Tarefas escritas:
(a) Explique, com base no texto sobre Angola, por que razão o autor afirma que a análise deve ser contextualizada e com que países considera que a comparação faz sentido.
(b) Continue o texto sobre Angola a partir da última frase apresentada.

Texto fornecido:
Angola, o texto e o contexto

Paulo Casaca, em Bruxelas
Paulo Casaca, em Bruxelas
Foi deputado no Parlamento Europeu de 1999 a 2009, na Assembleia da República em 1992-1993 e na Assembleia Regional dos Açores em 1990-1991. Foi professor convidado no ISEG 1995-1996, bem como no ISCAL. É autor de alguns livros em economia e relações internacionais.

Angola poderia ser diferente e poderia ser melhor? Poderia haver melhor repartição da riqueza dos recursos naturais? Com certeza que sim! E isso são os dirigentes angolanos os primeiros a dizê-lo e a reconhecê-lo e a pôr em marcha um processo de abertura, de questionamento, de reforma, de crítica e de desafio à imaginação que eu muito gostaria de ver em Portugal mas que não vejo.

1. As riquezas de Angola

Tudo nesta vida tem de ser contextualizado se não quisermos cometer grosseiros erros de apreciação. Se compararmos a gestão petrolífera angolana com a gestão petrolífera norueguesa não será difícil encontrar razões para qualificar negativamente a situação angolana.

Se tivermos em conta que essa contextualização é absurda, e se fizermos uma contextualização que faça sentido, ou seja, se comparamos Angola com os países da região em que se insere ricos em petróleo e outros recursos naturais, mais precisamente, com os outros exportadores de petróleo da África subsaariana, a saber a Nigéria, o Gabão, o Congo-Brazzaville e a Guiné Equatorial, juntando o Congo-Kinshasa para outros recursos que não os hidrocarbonetos, qualquer análise objectiva só pode conduzir a uma conclusão: Angola lidera pela positiva!

Material:
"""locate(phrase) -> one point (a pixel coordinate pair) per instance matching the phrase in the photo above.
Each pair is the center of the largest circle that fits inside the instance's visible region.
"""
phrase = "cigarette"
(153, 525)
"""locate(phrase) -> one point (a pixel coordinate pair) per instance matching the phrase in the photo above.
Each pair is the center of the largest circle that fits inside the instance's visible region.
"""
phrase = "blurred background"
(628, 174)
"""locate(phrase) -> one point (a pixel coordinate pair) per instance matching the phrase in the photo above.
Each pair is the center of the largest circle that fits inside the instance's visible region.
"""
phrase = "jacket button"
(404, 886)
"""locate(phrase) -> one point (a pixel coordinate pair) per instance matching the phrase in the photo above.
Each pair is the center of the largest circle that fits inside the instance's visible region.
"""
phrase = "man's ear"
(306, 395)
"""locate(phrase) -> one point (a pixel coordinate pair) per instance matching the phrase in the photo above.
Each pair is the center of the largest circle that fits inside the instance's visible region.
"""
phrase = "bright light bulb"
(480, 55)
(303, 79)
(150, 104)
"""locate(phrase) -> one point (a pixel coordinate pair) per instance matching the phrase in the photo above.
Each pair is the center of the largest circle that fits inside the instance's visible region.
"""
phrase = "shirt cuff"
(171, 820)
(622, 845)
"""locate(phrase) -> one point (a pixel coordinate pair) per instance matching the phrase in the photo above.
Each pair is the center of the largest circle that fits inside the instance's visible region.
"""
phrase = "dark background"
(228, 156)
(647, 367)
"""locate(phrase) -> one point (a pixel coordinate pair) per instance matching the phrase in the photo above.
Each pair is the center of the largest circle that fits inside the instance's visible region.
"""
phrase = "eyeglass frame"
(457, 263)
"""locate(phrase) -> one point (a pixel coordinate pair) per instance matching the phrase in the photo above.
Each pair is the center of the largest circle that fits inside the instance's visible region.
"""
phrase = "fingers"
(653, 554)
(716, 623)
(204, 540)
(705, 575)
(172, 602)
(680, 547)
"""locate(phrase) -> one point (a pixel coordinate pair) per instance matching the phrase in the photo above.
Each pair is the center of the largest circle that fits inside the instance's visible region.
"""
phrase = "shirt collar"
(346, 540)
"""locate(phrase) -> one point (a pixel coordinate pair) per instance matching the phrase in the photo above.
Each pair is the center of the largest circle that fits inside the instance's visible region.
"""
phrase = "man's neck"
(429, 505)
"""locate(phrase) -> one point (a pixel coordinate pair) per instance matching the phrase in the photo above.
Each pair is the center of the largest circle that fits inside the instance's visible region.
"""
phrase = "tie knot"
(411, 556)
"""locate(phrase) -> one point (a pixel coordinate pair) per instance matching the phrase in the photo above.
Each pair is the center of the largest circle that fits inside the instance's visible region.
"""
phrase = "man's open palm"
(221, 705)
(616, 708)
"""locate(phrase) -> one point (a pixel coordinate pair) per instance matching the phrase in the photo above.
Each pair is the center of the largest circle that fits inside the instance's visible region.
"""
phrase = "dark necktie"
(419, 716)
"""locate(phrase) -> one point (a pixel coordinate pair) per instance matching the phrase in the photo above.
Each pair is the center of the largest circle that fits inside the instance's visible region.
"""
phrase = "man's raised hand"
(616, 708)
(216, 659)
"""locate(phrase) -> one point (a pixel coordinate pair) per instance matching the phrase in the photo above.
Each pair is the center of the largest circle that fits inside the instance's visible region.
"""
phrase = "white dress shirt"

Respostas:
(a) Segundo o autor, tudo tem de ser contextualizado para não se cometerem grosseiros erros de apreciação. Por isso, a comparação que faz sentido é com os países da região em que Angola se insere que são ricos em petróleo e outros recursos naturais. São eles os outros exportadores de petróleo da África subsaariana (Nigéria, Gabão, Congo-Brazzaville e Guiné Equatorial) e ainda o Congo-Kinshasa, no que toca a recursos que não os hidrocarbonetos.

(b)
Mais: Angola é o país do mundo que mais tem feito diplomaticamente para evitar que a catástrofe no Congo-Kinshasa seja maior do que o que já é! Angola teve a coragem de dizer não ao ultimato jihadista que queria que o país escancarasse as portas aos pregadores que transformaram a Nigéria num inferno de milícias e grupos terroristas apoiados pelo Irão e outras potências jihadistas. Angola tem exercido uma discreta pressão diplomática para que haja reforma no Gabão e na Guiné-Equatorial.

Angola poderia ser diferente e poderia ser melhor? Poderia haver melhor repartição da riqueza dos recursos naturais? Com certeza que sim! E isso são os dirigentes angolanos os primeiros a dizê-lo e a reconhecê-lo e a pôr em marcha um processo de abertura, de questionamento, de reforma, de crítica e de desafio à imaginação que eu muito gostaria de ver em Portugal mas que não vejo.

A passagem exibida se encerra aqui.